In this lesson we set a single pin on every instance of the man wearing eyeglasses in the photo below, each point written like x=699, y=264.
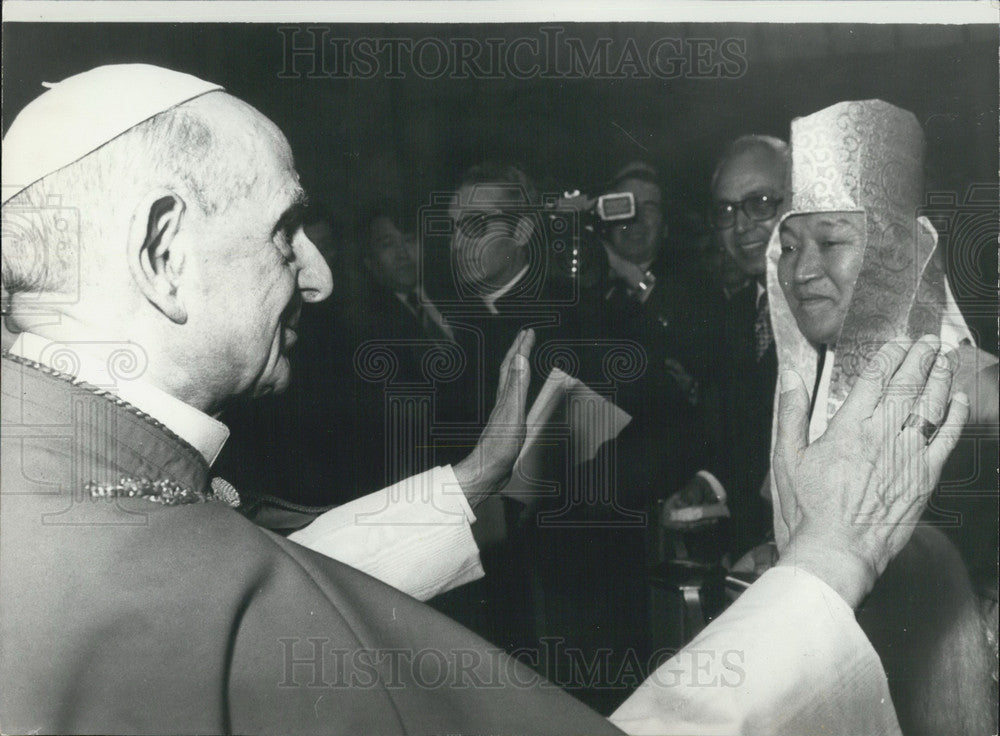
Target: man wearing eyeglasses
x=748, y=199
==
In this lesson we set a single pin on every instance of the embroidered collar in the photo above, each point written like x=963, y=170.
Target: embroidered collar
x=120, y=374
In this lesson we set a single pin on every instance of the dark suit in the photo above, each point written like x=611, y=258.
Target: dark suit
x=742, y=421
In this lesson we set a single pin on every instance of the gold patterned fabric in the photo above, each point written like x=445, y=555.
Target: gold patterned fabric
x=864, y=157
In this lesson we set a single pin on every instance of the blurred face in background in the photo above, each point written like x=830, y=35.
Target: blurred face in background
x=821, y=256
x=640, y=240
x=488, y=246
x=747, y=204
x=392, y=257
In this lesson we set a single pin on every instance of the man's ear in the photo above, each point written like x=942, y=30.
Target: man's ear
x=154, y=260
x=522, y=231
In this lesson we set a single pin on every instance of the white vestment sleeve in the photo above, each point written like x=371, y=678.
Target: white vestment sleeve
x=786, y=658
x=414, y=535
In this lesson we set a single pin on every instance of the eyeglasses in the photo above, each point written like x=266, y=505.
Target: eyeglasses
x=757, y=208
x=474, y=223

*EXERCISE GOAL*.
How many lines of the material above contain the word "face"? Give only the number.

*WRITTEN RESPONSE*.
2